# [AIM OF THE EXERCISE]
Please copy the lines below, exactly as they are, from the one with "Target: man's short brown hair" through the one with "Target: diced yellow pepper", and leave out the pictures.
*** Opening SOURCE DATA ***
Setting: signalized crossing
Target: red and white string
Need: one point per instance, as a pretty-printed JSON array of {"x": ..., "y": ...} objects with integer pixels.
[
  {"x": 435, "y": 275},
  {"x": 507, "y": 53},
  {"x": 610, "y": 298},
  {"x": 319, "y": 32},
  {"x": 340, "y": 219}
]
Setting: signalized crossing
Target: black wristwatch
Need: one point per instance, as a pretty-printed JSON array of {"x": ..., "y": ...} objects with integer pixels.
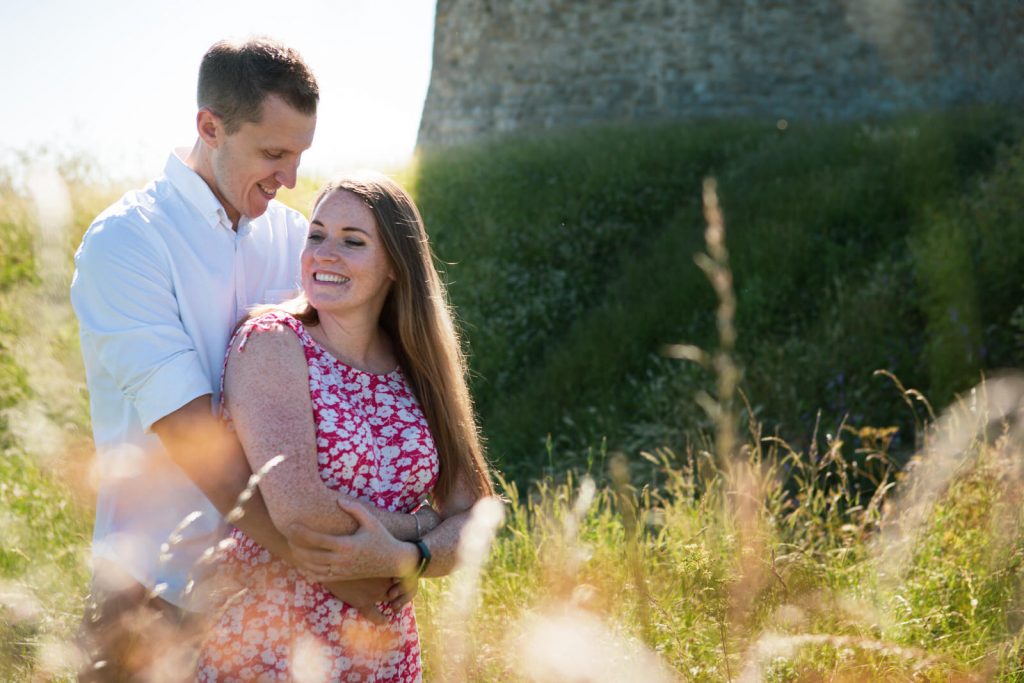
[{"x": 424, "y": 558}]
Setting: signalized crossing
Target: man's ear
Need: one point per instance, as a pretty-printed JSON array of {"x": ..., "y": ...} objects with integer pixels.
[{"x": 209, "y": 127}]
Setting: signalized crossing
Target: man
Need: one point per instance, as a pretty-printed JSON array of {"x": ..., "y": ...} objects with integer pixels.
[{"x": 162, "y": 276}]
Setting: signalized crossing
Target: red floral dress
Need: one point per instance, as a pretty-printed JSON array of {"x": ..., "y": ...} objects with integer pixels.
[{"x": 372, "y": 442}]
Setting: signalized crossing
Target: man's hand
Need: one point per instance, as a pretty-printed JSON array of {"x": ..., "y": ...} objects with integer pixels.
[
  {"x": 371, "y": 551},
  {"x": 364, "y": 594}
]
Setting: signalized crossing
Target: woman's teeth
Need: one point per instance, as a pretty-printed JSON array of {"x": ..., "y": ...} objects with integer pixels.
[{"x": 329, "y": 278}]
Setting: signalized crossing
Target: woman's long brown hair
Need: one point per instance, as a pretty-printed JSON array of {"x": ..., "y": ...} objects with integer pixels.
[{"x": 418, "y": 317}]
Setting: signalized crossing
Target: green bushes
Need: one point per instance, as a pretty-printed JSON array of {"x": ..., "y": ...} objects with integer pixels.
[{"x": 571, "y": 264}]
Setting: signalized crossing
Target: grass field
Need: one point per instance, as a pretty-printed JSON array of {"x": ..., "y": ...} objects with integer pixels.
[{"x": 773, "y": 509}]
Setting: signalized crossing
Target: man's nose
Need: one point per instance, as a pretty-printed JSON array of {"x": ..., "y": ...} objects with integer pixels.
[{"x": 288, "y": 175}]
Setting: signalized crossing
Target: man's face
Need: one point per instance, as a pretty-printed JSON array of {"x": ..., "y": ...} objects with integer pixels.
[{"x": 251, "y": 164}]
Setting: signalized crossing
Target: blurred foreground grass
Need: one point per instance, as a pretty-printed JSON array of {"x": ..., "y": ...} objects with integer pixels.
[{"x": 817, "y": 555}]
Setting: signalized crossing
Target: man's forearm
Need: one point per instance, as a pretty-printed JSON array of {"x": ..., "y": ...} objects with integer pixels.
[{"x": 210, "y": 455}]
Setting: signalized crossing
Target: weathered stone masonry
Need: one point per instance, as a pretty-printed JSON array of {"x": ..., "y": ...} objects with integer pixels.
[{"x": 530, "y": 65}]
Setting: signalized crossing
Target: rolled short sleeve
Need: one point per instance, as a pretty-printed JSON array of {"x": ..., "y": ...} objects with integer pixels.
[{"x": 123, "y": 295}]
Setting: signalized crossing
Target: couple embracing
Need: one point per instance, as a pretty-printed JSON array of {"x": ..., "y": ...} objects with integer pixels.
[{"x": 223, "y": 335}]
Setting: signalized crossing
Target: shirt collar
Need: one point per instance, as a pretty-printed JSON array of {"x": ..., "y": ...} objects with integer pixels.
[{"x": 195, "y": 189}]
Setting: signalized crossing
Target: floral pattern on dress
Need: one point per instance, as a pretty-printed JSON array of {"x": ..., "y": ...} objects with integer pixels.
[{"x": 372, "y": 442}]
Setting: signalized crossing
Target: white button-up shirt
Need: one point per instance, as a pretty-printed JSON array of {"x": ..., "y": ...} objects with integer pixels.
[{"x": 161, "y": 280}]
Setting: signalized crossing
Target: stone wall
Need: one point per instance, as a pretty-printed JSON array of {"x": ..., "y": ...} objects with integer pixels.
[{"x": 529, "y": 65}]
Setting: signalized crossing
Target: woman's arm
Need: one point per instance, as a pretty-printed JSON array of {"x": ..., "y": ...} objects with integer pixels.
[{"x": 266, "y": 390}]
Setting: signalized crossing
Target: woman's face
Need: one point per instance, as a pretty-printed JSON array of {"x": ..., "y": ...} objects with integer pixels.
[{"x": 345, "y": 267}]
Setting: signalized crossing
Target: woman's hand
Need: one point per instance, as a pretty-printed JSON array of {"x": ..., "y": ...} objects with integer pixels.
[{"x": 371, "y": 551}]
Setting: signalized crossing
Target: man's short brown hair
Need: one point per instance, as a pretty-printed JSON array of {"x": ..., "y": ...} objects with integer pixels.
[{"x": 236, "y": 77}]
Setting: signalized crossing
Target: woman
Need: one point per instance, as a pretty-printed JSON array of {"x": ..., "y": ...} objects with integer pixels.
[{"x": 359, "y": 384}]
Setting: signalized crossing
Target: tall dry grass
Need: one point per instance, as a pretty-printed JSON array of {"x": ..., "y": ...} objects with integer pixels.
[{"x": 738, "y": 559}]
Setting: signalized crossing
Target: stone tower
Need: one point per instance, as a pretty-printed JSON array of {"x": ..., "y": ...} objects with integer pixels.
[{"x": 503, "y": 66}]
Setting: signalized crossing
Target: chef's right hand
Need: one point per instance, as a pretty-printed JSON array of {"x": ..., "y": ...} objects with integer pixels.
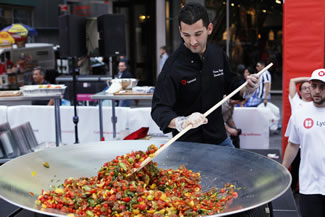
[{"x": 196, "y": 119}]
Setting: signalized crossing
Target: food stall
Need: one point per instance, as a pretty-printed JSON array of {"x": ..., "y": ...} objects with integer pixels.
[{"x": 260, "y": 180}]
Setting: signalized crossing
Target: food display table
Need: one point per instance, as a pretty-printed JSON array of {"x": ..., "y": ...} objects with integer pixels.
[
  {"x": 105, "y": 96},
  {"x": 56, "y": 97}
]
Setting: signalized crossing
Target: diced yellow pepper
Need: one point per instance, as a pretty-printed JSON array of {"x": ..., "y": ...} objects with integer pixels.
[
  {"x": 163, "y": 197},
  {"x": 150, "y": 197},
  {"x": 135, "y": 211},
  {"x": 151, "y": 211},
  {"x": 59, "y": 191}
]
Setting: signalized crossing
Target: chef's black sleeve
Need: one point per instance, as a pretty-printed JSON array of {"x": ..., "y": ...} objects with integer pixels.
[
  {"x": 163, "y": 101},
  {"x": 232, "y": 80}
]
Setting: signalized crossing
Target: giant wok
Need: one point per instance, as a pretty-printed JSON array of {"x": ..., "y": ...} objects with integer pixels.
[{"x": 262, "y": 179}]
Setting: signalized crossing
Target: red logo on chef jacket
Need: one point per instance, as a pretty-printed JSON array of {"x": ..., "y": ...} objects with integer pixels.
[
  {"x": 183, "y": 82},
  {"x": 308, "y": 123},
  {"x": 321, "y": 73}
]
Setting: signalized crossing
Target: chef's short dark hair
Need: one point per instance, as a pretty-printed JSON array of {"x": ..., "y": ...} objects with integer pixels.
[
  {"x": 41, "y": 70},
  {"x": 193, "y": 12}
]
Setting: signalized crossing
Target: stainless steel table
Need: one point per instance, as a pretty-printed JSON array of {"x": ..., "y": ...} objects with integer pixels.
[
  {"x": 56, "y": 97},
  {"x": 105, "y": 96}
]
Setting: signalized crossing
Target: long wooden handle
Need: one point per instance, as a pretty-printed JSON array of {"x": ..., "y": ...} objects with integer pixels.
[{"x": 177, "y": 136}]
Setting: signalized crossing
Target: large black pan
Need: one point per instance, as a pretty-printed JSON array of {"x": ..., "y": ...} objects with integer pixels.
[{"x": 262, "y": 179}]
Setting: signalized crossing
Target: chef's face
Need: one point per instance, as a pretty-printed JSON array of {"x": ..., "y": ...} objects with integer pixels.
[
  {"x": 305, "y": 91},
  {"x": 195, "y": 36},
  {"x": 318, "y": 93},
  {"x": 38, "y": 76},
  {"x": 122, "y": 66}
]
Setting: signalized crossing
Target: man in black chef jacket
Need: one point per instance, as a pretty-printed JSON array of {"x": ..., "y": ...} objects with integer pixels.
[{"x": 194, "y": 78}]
*** Closing SOURCE DATA ***
# [ANSWER SECTION]
Target: man's short brown hair
Need: one point per instance, as a pretty-printed JSON array of {"x": ..., "y": ...} objects with integer pixels.
[{"x": 236, "y": 77}]
Setting: signalized crossing
Target: woman
Need: one point per instance, as a pretty-printed JSON array of {"x": ..., "y": ...} objects with integer pixels.
[{"x": 359, "y": 384}]
Setting: signalized crossing
Target: tall dry grass
Need: one point per instance, as a pretty-printed JSON array of {"x": ..., "y": ...} objects with integer pixels.
[{"x": 738, "y": 559}]
Setting: signalized crossing
Target: stone tower
Need: one point per instance, as a pretty-printed JSON array of {"x": ..., "y": ...} objects with integer pixels.
[{"x": 503, "y": 66}]
Setting: signalized crossing
Target: chef's right hand
Need: one point per instance, as a pretty-printed JSON array of {"x": ..., "y": ...} objects with integer pixels.
[{"x": 196, "y": 119}]
Setting: signalized crossing
Target: food stall
Need: one point per instance, as a pretty-printed JSON array of {"x": ..., "y": ...} objects with integer pixels.
[{"x": 260, "y": 180}]
Setting: signalized crossing
Target: food display table
Need: one point per instance, as a pretty-printed JSON array of {"x": ..., "y": ...} objects with integer pixels.
[
  {"x": 105, "y": 96},
  {"x": 56, "y": 97}
]
Setting: signalized crossing
Target: diced yellow pepper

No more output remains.